→ **Problem to work on**: Put these lines into a Markdown table with the columns "Row" and "Line", numbering each row and leaving out any blank lines.

→ **Data for the task**:
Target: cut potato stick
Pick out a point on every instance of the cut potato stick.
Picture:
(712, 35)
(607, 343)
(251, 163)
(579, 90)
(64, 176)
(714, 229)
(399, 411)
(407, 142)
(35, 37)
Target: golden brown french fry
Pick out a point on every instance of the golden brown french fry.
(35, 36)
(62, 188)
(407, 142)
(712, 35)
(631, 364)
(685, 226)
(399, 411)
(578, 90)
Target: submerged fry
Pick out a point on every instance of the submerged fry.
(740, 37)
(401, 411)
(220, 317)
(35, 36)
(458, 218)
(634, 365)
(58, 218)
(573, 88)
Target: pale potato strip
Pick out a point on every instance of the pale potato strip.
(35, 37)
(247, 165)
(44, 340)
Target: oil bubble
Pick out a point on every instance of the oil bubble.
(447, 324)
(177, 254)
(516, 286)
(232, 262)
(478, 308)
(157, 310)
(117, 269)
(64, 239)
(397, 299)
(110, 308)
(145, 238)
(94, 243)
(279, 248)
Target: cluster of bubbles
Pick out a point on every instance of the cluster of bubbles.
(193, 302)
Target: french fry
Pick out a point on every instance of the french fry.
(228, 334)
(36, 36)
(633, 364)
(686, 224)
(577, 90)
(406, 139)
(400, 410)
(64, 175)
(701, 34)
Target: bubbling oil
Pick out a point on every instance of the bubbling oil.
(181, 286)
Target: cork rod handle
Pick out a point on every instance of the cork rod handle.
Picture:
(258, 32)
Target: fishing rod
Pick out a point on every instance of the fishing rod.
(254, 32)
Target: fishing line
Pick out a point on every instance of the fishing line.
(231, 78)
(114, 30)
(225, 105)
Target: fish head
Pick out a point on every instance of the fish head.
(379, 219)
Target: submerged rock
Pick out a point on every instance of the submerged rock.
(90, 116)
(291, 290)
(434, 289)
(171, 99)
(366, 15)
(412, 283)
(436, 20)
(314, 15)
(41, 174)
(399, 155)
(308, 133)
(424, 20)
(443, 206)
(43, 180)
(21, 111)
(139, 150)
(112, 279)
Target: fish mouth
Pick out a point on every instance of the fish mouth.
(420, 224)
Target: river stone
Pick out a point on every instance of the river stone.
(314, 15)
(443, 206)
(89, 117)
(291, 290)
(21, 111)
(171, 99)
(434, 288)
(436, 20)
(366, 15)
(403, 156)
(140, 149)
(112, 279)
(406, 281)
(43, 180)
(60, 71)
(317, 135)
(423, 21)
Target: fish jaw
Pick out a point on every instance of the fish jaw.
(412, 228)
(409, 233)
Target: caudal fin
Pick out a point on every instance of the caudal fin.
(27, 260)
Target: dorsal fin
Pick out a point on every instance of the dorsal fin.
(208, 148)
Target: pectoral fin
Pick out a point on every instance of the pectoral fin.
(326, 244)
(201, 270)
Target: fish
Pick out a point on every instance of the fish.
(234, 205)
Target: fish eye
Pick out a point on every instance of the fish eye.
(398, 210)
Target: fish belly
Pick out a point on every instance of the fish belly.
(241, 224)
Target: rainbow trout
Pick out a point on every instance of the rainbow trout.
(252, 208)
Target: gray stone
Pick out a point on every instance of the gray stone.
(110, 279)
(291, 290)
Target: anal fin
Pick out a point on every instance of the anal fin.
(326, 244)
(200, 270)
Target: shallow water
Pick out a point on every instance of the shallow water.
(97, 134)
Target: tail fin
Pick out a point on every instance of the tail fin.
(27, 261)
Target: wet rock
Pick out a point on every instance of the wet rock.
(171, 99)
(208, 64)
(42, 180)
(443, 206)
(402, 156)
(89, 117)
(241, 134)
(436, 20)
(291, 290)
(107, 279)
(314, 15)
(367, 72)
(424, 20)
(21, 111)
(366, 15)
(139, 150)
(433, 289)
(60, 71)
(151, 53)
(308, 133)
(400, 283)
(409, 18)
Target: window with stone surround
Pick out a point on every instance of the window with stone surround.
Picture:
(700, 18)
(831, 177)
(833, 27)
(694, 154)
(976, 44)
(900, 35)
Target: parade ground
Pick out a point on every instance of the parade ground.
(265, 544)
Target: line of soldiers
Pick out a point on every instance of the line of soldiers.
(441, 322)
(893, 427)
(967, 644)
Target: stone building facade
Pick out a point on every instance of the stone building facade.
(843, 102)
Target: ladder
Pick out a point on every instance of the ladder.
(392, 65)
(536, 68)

→ **Response**:
| Row | Line |
|---|---|
| 1 | Target: cut potato stick |
| 2 | Pick out a point on every instance of the cut potato stick. |
| 3 | Picture: |
| 4 | (712, 35) |
| 5 | (607, 343) |
| 6 | (251, 163) |
| 7 | (579, 90) |
| 8 | (64, 176) |
| 9 | (714, 229) |
| 10 | (399, 411) |
| 11 | (407, 142) |
| 12 | (35, 37) |
| 13 | Target: golden brown french fry |
| 14 | Pick out a point on every instance of the golden brown french fry. |
| 15 | (35, 36) |
| 16 | (62, 188) |
| 17 | (407, 142) |
| 18 | (712, 35) |
| 19 | (631, 364) |
| 20 | (685, 226) |
| 21 | (399, 411) |
| 22 | (578, 90) |
| 23 | Target: submerged fry |
| 24 | Pick out a point on every instance of the submerged fry. |
| 25 | (740, 37) |
| 26 | (401, 411) |
| 27 | (220, 317) |
| 28 | (35, 36) |
| 29 | (458, 218) |
| 30 | (634, 365) |
| 31 | (58, 218) |
| 32 | (573, 88) |
| 33 | Target: pale potato strip |
| 34 | Pick out a point on every instance of the pale potato strip. |
| 35 | (35, 37) |
| 36 | (247, 165) |
| 37 | (44, 340) |
| 38 | Target: oil bubble |
| 39 | Pick out a point on every instance of the oil bubble. |
| 40 | (447, 324) |
| 41 | (177, 254) |
| 42 | (516, 286) |
| 43 | (232, 262) |
| 44 | (478, 308) |
| 45 | (157, 310) |
| 46 | (117, 269) |
| 47 | (64, 239) |
| 48 | (397, 299) |
| 49 | (110, 308) |
| 50 | (145, 238) |
| 51 | (94, 243) |
| 52 | (279, 248) |
| 53 | Target: cluster of bubbles |
| 54 | Pick out a point on every instance of the cluster of bubbles. |
| 55 | (193, 302) |
| 56 | Target: french fry |
| 57 | Pick out a point on every instance of the french fry. |
| 58 | (228, 334) |
| 59 | (36, 36) |
| 60 | (633, 364) |
| 61 | (686, 224) |
| 62 | (577, 90) |
| 63 | (406, 139) |
| 64 | (400, 410) |
| 65 | (64, 175) |
| 66 | (701, 34) |
| 67 | Target: bubbling oil |
| 68 | Pick out a point on every instance of the bubbling oil. |
| 69 | (181, 286) |
| 70 | Target: cork rod handle |
| 71 | Pick out a point on every instance of the cork rod handle. |
| 72 | Picture: |
| 73 | (258, 32) |
| 74 | Target: fishing rod |
| 75 | Pick out a point on every instance of the fishing rod. |
| 76 | (254, 32) |
| 77 | Target: fishing line |
| 78 | Pick out a point on every instance of the fishing line. |
| 79 | (231, 78) |
| 80 | (114, 30) |
| 81 | (225, 105) |
| 82 | Target: fish head |
| 83 | Pick out a point on every instance of the fish head. |
| 84 | (379, 219) |
| 85 | Target: submerged rock |
| 86 | Pick out a point on every instance of the submerged rock. |
| 87 | (90, 116) |
| 88 | (291, 290) |
| 89 | (434, 289) |
| 90 | (171, 99) |
| 91 | (366, 15) |
| 92 | (412, 283) |
| 93 | (436, 20) |
| 94 | (314, 15) |
| 95 | (41, 174) |
| 96 | (399, 155) |
| 97 | (308, 133) |
| 98 | (424, 20) |
| 99 | (443, 206) |
| 100 | (43, 180) |
| 101 | (21, 111) |
| 102 | (139, 150) |
| 103 | (112, 279) |
| 104 | Target: fish mouth |
| 105 | Pick out a point on every instance of the fish mouth. |
| 106 | (420, 224) |
| 107 | Target: river stone |
| 108 | Pick out a point on every instance of the river stone. |
| 109 | (314, 15) |
| 110 | (443, 206) |
| 111 | (89, 117) |
| 112 | (291, 290) |
| 113 | (21, 111) |
| 114 | (171, 99) |
| 115 | (434, 288) |
| 116 | (436, 20) |
| 117 | (366, 15) |
| 118 | (403, 156) |
| 119 | (140, 149) |
| 120 | (112, 279) |
| 121 | (406, 281) |
| 122 | (43, 180) |
| 123 | (60, 71) |
| 124 | (317, 135) |
| 125 | (423, 21) |
| 126 | Target: fish jaw |
| 127 | Pick out a point on every instance of the fish jaw. |
| 128 | (412, 228) |
| 129 | (409, 233) |
| 130 | Target: caudal fin |
| 131 | Pick out a point on every instance of the caudal fin. |
| 132 | (27, 260) |
| 133 | Target: dorsal fin |
| 134 | Pick out a point on every instance of the dorsal fin. |
| 135 | (208, 148) |
| 136 | Target: pectoral fin |
| 137 | Pick out a point on every instance of the pectoral fin. |
| 138 | (326, 244) |
| 139 | (201, 270) |
| 140 | Target: fish |
| 141 | Pick out a point on every instance of the fish. |
| 142 | (234, 205) |
| 143 | Target: fish eye |
| 144 | Pick out a point on every instance of the fish eye. |
| 145 | (398, 210) |
| 146 | Target: fish belly |
| 147 | Pick out a point on every instance of the fish belly. |
| 148 | (241, 224) |
| 149 | Target: rainbow trout |
| 150 | Pick out a point on every instance of the rainbow trout. |
| 151 | (252, 208) |
| 152 | Target: gray stone |
| 153 | Pick out a point on every instance of the gray stone. |
| 154 | (110, 279) |
| 155 | (291, 290) |
| 156 | Target: anal fin |
| 157 | Pick out a point on every instance of the anal fin. |
| 158 | (326, 244) |
| 159 | (200, 270) |
| 160 | Target: shallow water |
| 161 | Pick out a point on every instance of the shallow water. |
| 162 | (97, 134) |
| 163 | Target: tail fin |
| 164 | Pick out a point on every instance of the tail fin. |
| 165 | (27, 261) |
| 166 | Target: wet rock |
| 167 | Pick out a point on every instance of the wet rock. |
| 168 | (171, 99) |
| 169 | (208, 64) |
| 170 | (42, 180) |
| 171 | (443, 206) |
| 172 | (402, 156) |
| 173 | (89, 117) |
| 174 | (241, 134) |
| 175 | (436, 20) |
| 176 | (291, 290) |
| 177 | (107, 279) |
| 178 | (314, 15) |
| 179 | (367, 72) |
| 180 | (424, 20) |
| 181 | (21, 111) |
| 182 | (366, 15) |
| 183 | (139, 150) |
| 184 | (433, 289) |
| 185 | (60, 71) |
| 186 | (151, 53) |
| 187 | (308, 133) |
| 188 | (400, 283) |
| 189 | (409, 18) |
| 190 | Target: window with stone surround |
| 191 | Pick out a point on every instance of the window with stone surround. |
| 192 | Picture: |
| 193 | (700, 18) |
| 194 | (831, 177) |
| 195 | (833, 27) |
| 196 | (694, 154) |
| 197 | (976, 44) |
| 198 | (900, 35) |
| 199 | Target: parade ground |
| 200 | Pick out a point on every instance of the parade ground. |
| 201 | (265, 544) |
| 202 | Target: line of soldiers |
| 203 | Pick out a point on every instance of the line of soldiers. |
| 204 | (441, 322) |
| 205 | (893, 427) |
| 206 | (967, 644) |
| 207 | Target: stone building facade |
| 208 | Pick out a point on every instance of the stone building facade. |
| 209 | (843, 102) |
| 210 | Target: ladder |
| 211 | Pick out a point on every instance of the ladder. |
| 212 | (392, 65) |
| 213 | (536, 68) |